Your goal: Lines before the one with "One point belongs on each instance of the sky." are left out; return that line and all that follow it, exactly, through the end of the data.

Exercise data:
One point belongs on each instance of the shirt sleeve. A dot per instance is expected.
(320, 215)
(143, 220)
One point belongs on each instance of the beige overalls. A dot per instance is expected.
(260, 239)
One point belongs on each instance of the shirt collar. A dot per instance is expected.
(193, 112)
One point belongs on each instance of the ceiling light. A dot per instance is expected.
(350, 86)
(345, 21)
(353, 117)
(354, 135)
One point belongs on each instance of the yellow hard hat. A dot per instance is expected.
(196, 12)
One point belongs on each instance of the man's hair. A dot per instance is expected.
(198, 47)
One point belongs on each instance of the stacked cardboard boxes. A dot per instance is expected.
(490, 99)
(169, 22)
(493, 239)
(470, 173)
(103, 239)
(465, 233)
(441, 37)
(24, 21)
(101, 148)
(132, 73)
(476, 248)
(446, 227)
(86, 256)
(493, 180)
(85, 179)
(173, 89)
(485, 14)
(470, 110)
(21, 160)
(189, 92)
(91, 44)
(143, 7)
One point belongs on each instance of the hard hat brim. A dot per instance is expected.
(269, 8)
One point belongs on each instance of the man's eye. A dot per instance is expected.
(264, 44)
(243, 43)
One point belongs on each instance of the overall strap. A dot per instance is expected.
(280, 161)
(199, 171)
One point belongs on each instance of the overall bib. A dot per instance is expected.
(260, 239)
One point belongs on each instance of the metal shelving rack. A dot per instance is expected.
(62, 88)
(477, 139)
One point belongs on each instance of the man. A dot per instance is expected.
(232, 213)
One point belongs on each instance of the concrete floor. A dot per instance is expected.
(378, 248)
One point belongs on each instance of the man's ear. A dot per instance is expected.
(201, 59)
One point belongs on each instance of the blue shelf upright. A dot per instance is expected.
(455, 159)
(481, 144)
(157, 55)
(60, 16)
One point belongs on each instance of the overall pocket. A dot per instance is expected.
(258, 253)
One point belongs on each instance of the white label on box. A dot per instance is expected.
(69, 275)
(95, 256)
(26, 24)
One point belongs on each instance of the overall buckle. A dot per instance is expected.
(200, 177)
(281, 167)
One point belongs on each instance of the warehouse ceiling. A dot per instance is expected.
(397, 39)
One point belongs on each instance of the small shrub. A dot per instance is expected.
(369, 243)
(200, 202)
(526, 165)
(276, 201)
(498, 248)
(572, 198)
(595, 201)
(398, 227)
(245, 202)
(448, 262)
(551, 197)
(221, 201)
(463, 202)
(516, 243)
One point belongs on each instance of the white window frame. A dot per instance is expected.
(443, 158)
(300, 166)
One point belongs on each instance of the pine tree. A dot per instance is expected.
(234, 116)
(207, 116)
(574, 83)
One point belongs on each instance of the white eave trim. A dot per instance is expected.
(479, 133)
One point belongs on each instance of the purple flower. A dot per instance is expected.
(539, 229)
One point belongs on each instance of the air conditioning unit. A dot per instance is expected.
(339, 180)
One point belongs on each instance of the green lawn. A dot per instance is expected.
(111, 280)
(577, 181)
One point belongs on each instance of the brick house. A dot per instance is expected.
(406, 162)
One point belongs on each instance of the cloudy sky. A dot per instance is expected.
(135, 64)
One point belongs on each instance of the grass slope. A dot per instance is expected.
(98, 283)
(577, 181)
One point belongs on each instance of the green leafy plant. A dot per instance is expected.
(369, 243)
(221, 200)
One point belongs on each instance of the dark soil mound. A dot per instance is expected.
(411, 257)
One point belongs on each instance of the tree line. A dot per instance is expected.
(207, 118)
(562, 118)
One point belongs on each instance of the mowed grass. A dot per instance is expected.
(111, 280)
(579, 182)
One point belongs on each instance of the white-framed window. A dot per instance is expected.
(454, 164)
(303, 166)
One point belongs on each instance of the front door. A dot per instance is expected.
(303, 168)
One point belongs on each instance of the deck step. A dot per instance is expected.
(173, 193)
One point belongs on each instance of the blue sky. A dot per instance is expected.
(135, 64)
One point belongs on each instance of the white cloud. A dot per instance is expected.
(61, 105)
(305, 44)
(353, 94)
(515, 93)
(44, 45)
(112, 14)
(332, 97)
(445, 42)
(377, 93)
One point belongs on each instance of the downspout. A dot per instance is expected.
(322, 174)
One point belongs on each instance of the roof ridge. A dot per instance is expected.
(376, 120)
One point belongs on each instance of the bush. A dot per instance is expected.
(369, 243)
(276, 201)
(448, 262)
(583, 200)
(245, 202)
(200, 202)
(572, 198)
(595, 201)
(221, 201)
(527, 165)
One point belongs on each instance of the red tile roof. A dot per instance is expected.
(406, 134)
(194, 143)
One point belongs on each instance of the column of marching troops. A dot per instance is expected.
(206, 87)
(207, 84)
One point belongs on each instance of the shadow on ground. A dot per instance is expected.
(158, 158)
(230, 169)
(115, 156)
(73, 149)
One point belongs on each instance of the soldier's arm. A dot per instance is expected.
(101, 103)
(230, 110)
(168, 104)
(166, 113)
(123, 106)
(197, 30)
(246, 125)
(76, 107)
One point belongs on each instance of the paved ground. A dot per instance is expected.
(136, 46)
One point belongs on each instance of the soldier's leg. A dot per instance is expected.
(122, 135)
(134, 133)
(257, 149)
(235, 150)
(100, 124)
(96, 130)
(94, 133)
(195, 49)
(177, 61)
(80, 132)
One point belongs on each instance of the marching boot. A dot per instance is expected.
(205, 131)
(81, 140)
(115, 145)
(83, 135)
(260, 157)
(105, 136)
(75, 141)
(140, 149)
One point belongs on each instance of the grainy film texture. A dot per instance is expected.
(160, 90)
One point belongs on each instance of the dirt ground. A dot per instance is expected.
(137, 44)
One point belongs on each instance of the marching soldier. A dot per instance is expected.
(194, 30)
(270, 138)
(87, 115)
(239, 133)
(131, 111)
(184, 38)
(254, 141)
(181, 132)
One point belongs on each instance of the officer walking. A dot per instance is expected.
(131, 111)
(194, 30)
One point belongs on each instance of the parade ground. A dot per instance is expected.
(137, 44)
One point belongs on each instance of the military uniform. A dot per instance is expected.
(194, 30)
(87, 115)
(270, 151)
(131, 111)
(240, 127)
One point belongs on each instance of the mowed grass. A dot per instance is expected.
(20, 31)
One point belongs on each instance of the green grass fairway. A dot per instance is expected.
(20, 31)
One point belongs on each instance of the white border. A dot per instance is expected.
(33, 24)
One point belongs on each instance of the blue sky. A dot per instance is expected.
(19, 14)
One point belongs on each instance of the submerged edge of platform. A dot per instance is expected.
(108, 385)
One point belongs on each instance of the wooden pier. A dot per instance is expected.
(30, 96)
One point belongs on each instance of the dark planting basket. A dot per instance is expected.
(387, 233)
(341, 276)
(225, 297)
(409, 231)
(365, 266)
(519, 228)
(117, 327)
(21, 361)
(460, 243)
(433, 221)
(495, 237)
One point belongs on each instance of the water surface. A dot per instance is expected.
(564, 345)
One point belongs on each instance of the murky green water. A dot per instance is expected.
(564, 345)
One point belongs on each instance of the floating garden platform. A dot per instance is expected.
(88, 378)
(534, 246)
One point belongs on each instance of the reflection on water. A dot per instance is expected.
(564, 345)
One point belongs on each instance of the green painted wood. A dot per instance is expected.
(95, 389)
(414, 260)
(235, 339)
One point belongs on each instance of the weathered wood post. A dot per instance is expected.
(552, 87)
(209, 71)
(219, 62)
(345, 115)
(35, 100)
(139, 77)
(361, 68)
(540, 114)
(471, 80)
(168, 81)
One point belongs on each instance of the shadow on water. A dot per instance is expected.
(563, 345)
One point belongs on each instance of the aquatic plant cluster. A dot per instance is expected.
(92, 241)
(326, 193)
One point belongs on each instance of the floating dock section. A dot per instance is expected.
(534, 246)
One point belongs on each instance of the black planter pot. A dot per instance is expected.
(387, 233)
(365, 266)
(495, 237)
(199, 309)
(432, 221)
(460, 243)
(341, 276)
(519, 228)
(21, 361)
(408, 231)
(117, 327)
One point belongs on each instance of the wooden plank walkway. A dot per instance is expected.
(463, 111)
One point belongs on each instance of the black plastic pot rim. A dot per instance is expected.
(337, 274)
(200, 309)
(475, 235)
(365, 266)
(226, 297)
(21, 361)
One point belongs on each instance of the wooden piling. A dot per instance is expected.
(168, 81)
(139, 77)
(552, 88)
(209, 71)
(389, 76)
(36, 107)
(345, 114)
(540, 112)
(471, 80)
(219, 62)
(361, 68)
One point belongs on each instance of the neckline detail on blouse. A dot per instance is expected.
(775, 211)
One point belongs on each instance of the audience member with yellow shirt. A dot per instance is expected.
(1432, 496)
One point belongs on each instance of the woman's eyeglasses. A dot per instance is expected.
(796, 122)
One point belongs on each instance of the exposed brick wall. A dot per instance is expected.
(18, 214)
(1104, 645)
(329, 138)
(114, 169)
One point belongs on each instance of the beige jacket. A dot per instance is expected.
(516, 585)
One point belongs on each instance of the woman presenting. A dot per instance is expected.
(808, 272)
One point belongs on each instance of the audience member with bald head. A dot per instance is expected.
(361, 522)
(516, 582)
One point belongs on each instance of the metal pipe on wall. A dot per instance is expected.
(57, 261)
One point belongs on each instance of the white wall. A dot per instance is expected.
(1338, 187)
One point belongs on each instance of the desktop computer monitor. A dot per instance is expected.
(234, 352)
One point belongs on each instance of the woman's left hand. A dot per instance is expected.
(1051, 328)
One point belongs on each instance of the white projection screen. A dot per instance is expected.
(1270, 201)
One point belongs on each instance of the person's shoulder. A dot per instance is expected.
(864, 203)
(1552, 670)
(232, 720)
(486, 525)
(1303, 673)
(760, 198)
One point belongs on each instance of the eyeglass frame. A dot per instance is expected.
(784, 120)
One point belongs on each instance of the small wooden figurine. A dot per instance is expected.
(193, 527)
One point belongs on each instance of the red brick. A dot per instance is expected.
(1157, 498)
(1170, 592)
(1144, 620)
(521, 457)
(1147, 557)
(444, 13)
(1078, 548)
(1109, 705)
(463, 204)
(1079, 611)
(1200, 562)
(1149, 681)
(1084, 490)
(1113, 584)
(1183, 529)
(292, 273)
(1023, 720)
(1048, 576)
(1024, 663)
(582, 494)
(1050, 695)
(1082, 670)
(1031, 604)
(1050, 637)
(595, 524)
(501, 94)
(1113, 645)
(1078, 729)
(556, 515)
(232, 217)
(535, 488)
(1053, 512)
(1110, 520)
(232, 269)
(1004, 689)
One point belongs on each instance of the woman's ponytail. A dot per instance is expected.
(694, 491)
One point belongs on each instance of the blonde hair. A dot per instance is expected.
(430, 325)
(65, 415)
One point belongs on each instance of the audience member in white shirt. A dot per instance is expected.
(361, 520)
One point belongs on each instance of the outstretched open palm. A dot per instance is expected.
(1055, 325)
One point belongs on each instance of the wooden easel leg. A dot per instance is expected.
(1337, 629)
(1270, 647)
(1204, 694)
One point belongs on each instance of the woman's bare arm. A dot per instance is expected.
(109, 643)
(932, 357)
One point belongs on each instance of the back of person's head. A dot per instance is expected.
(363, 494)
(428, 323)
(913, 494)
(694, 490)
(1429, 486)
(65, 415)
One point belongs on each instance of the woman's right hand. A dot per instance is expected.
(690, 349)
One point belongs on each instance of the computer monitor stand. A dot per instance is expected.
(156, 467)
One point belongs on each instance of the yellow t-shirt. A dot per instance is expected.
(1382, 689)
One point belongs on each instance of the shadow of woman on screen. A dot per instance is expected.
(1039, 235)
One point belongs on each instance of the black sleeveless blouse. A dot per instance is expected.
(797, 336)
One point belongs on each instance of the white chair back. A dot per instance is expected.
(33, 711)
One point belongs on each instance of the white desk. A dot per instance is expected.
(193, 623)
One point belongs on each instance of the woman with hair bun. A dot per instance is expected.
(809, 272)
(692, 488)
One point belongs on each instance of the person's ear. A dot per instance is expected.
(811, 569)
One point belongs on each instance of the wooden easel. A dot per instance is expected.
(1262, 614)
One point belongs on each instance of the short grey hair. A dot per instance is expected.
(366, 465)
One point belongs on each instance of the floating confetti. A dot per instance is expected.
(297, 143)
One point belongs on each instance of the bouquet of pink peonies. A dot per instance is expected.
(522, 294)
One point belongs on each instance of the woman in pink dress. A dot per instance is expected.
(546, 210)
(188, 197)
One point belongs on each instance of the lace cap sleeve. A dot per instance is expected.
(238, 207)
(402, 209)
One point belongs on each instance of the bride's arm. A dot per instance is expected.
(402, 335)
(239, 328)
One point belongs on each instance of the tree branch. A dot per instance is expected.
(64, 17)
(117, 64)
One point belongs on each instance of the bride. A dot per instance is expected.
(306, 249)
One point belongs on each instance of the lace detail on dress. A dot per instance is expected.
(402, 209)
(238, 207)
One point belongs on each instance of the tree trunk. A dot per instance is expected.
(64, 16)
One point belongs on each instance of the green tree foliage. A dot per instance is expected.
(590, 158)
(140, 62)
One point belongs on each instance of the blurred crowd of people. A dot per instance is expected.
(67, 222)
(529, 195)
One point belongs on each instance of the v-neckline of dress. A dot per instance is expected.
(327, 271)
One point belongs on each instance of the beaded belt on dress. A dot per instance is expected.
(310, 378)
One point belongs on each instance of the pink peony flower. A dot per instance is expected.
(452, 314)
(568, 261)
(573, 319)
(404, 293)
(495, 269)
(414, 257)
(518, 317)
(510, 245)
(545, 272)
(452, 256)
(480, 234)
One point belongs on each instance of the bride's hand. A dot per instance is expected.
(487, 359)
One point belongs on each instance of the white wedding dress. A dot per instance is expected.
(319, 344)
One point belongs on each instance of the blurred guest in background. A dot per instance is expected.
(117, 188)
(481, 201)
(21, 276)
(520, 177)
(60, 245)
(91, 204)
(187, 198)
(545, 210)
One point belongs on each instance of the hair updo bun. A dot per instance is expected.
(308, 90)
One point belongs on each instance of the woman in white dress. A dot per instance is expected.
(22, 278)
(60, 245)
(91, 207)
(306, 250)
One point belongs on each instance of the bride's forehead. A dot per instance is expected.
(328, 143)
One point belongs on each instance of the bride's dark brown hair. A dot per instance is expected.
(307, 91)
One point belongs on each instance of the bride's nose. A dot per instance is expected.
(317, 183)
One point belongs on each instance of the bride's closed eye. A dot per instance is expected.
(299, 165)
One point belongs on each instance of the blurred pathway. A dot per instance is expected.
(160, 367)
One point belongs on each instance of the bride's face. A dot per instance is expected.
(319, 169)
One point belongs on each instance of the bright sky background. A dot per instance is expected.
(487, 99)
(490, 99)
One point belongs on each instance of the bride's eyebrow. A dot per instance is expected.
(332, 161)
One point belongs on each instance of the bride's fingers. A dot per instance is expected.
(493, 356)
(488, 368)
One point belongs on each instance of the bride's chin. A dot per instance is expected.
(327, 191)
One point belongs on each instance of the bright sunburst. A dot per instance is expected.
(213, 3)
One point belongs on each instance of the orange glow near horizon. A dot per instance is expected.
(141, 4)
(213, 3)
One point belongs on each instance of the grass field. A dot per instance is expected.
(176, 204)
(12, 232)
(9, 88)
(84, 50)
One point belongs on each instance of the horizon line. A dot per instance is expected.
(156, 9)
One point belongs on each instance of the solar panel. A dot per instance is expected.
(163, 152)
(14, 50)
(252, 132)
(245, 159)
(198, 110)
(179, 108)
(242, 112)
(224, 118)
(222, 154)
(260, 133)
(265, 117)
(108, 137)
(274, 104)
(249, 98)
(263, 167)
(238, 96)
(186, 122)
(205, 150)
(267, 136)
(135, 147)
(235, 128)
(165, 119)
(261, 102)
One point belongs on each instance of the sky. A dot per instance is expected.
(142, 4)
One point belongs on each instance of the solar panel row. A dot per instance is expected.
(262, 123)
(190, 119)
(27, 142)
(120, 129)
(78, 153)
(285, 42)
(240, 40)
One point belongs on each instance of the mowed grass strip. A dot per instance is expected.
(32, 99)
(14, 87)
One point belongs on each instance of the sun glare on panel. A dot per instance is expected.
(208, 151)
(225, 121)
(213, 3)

Output of the task:
One point belongs on each instance of the sky. A dot per instance is expected.
(142, 4)
One point belongs on each instance of the solar panel row. A dot per instance is expected.
(262, 123)
(190, 119)
(27, 142)
(120, 129)
(78, 153)
(285, 42)
(240, 40)
One point belongs on each instance of the mowed grass strip. A dot per instance is expected.
(32, 99)
(14, 87)
One point belongs on each instance of the sun glare on panel. A dot per instance is expected.
(208, 151)
(225, 121)
(213, 3)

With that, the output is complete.